■ **What to produce**: Output the passage on condition-based polling in tests exactly, starting with "Best practices" and going on through "external rate limits)".

■ **Passage shown**:
---*---

From debugging session (2025-10-03):
- Fixed 15 flaky tests across 3 files
- Pass rate: 60% → 100%
- Execution time: 40% faster
- No more race conditions

Overview

This skill replaces arbitrary timeouts in tests with condition-based polling to eliminate race conditions and flaky behavior. It helps tests wait for the actual state or event they depend on rather than guessing how long operations take. The result is more reliable, faster tests and clearer failure messages when conditions are not met.

How this skill works

The core is a generic waitFor polling function that repeatedly evaluates a condition until it becomes truthy or a timeout elapses. It calls the condition getter inside the loop to avoid stale data, uses a modest polling interval (e.g., 10ms) to balance responsiveness and CPU use, and throws a descriptive error when the timeout is reached. Domain helpers (waitForEvent, waitForCount, waitForFile) wrap waitFor with common predicates.

When to use it

  • Tests that use arbitrary delays or sleeps (setTimeout, time.sleep, sleep)
  • Tests that are flaky—pass locally but fail under load or in CI
  • Waiting for async operations, background tasks, or external resources to reach a desired state
  • When tests fail intermittently when run in parallel or under different machine speeds
  • Before resorting to long hard-coded timeouts; use for most timing-related waits

Best practices

  • Always wait for the triggering condition first, then use documented time-based waits only when hardware/ticks require it
  • Include a reasonable timeout and a clear error message describing what was expected
  • Poll at a moderate interval (around 10ms) to avoid wasting CPU
  • Call the state getter inside the loop to avoid stale cached values
  • Document why any remaining hard-coded timeout is necessary (ticks, external rate limits)

Example use cases

  • Wait for an async background job to create a record: waitFor(() => findRecord(id))
  • Wait for a state machine to become ready: waitFor(() => machine.state === 'ready')
  • Ensure a file appears on disk after processing: waitFor(() => fs.existsSync(path))
  • Wait for a minimum count of events: waitFor(() => events.length >= 5)
  • Combine conditions: waitFor(() => obj.ready && obj.value > 10)

FAQ

How long should the timeout be?

Choose a timeout based on expected worst-case latencies for the environment plus a margin; common defaults are 3–10 seconds for unit tests and higher for integration tests.

What polling interval is recommended?

Use a modest interval like 10ms to balance responsiveness with CPU load; avoid aggressively tight loops (1ms) and avoid very large intervals that slow tests.

---*---

■ **Records shown**:
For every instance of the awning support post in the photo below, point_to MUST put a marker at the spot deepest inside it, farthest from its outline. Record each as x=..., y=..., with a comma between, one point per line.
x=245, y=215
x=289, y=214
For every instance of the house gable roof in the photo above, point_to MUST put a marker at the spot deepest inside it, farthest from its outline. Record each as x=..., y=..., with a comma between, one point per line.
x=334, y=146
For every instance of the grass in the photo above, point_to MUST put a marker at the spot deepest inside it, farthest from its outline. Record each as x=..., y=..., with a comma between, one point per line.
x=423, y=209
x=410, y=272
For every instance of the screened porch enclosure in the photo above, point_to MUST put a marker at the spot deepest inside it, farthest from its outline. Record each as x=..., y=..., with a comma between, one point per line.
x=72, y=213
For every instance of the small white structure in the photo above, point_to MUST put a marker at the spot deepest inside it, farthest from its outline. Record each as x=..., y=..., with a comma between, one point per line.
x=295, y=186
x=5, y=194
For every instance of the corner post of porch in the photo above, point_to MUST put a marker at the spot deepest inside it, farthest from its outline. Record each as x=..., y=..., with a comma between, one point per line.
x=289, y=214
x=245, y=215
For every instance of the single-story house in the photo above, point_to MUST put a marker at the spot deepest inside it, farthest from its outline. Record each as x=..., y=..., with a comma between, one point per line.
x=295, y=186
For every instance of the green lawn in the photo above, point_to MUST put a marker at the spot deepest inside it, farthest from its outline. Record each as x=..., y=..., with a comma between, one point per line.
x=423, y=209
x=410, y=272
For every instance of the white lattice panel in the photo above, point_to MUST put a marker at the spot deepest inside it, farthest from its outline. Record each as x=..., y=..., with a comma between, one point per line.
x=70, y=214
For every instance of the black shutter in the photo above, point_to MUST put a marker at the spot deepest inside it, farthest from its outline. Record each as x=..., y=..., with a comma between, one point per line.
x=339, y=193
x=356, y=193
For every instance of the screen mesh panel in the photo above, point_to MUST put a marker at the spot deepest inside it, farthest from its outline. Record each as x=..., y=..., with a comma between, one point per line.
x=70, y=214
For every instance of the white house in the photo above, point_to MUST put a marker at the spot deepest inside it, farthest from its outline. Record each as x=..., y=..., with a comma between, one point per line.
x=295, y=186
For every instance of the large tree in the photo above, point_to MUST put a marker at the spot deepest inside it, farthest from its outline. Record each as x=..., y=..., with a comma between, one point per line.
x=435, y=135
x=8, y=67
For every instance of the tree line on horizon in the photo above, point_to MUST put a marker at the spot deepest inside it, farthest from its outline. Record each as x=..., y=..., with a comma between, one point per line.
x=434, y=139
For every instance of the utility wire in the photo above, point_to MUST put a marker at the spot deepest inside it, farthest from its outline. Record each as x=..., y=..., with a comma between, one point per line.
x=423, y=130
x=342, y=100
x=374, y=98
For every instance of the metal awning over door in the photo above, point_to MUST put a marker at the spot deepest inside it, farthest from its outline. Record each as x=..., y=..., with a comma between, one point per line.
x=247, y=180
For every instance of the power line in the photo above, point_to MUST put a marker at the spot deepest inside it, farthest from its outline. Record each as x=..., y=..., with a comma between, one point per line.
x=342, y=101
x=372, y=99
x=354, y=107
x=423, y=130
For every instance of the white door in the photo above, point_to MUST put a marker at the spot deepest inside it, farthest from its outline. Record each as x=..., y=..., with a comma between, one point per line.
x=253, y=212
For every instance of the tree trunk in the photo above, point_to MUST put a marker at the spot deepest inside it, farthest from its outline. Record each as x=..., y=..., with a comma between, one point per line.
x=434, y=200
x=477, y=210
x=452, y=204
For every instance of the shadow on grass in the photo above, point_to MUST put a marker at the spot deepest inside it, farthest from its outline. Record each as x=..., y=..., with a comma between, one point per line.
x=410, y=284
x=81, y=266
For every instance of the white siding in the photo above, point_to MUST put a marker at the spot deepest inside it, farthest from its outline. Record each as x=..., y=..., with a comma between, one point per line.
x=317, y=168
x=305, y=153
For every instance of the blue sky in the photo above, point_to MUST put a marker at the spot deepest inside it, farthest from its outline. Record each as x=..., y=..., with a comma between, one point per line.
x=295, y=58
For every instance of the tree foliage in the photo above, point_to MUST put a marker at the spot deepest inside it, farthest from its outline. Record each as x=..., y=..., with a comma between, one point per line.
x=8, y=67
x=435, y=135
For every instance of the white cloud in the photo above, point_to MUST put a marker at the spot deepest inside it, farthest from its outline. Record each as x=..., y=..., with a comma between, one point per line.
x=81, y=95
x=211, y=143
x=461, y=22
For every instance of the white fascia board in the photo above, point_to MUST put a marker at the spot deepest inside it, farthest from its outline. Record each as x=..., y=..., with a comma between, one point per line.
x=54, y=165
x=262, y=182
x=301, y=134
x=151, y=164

---*---

■ **Task response**:
Best practices

  • Always wait for the triggering condition first, then use documented time-based waits only when hardware/ticks require it
  • Include a reasonable timeout and a clear error message describing what was expected
  • Poll at a moderate interval (around 10ms) to avoid wasting CPU
  • Call the state getter inside the loop to avoid stale cached values
  • Document why any remaining hard-coded timeout is necessary (ticks, external rate limits)